TRY IT: Copy each record exactly, word for word.

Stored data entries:
-=-=-

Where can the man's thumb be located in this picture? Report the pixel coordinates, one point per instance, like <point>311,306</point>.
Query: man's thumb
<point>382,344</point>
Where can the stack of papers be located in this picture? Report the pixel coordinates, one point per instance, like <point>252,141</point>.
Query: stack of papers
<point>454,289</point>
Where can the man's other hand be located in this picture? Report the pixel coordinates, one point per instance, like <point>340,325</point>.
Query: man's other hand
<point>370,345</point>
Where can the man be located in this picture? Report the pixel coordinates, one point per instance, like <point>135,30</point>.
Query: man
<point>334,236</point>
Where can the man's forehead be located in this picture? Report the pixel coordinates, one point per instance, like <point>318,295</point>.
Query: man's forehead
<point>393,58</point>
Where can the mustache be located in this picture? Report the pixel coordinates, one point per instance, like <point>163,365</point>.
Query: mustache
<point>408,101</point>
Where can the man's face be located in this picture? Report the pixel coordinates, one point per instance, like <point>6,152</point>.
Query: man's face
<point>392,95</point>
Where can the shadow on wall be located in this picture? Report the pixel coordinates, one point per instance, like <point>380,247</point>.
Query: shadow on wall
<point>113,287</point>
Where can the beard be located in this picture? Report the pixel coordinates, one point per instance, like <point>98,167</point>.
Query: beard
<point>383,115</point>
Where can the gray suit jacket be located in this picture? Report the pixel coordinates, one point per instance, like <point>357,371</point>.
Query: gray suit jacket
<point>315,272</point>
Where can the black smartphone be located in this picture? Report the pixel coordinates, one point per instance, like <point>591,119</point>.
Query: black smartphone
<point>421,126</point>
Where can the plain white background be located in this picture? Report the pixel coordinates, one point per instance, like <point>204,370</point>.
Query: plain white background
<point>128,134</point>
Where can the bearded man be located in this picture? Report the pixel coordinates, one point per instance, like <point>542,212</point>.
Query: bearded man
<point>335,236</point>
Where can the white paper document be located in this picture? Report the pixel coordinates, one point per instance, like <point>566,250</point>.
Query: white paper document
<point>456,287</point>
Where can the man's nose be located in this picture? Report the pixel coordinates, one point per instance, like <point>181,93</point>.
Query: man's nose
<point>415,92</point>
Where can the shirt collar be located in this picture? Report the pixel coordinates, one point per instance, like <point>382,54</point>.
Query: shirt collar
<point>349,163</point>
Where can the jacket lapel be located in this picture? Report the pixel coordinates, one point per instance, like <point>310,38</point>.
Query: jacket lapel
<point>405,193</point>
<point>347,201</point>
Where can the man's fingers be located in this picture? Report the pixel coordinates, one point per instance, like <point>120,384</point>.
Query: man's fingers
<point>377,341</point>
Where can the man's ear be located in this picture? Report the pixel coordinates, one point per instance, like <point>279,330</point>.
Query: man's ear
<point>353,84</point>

-=-=-

ANSWER BOX:
Where can the man's thumb be located in this picture? Report the pixel coordinates, one point per instance, like <point>311,306</point>.
Query: man's thumb
<point>382,344</point>
Where can the stack of papers be located in this picture? Report the pixel coordinates, one point per instance, like <point>252,141</point>.
Query: stack of papers
<point>454,289</point>
Where can the man's other hand be located in this picture? Report the pixel coordinates, one point per instance, like <point>340,325</point>.
Query: man's other hand
<point>370,345</point>
Where can the man be located in this picture? Report the pixel coordinates, one point per instance, like <point>135,30</point>.
Query: man
<point>334,236</point>
Where can the man's forehead be located in this picture? Report the pixel coordinates, one point per instance, like <point>318,295</point>.
Query: man's forehead
<point>393,58</point>
Where can the mustache be located in this picture? Report the pixel coordinates, one point per instance, like <point>163,365</point>.
Query: mustache
<point>408,101</point>
Where can the man's face be located in this picture? Report the pixel coordinates, one point per instance, like <point>6,152</point>.
Query: man's face
<point>392,95</point>
Where can the shadow on wall be located in this picture? Report the pixel coordinates, one point per instance, like <point>380,247</point>.
Query: shadow on wall
<point>113,287</point>
Where can the beard be located in this picture? Report the pixel coordinates, one point per instance, like <point>98,167</point>.
Query: beard
<point>383,115</point>
Where can the gray suit jacket be located in this picture? Report the pixel coordinates, one point per instance, like <point>357,371</point>.
Query: gray suit jacket
<point>315,272</point>
Where can the black smartphone be located in this picture? Report the pixel coordinates, one point per instance, like <point>591,119</point>.
Query: black smartphone
<point>421,126</point>
Where can the plain white background be located in this picture? Report the pixel coordinates, one point per instance, like <point>204,370</point>.
Query: plain white background
<point>128,134</point>
Where can the bearded man be located in this picture? Report the pixel coordinates, one point per instance, like <point>542,212</point>.
Query: bearded man
<point>335,236</point>
Where can the white paper document be located in this picture? Report the pixel coordinates, one point per instance, like <point>566,250</point>.
Query: white paper document
<point>456,287</point>
Where can the man's nose be located in this picture? Report the pixel coordinates, one point per instance, like <point>181,93</point>.
Query: man's nose
<point>415,92</point>
Where can the shirt collar be located in this picture? Report the pixel coordinates, one point per instance, like <point>382,54</point>.
Query: shirt collar
<point>349,163</point>
Where can the jacket lapel be located in this picture? Report the pixel coordinates, one point per instance, like <point>310,38</point>.
Query: jacket lapel
<point>405,193</point>
<point>347,201</point>
Where can the man's fingers be located in this picture? Report the pixel coordinates, one point per instance, like <point>120,384</point>.
Query: man's fingers
<point>377,341</point>
Where can the man's ear be located in this picture? Report the pixel coordinates, one point per instance, like <point>279,330</point>.
Query: man's ear
<point>353,84</point>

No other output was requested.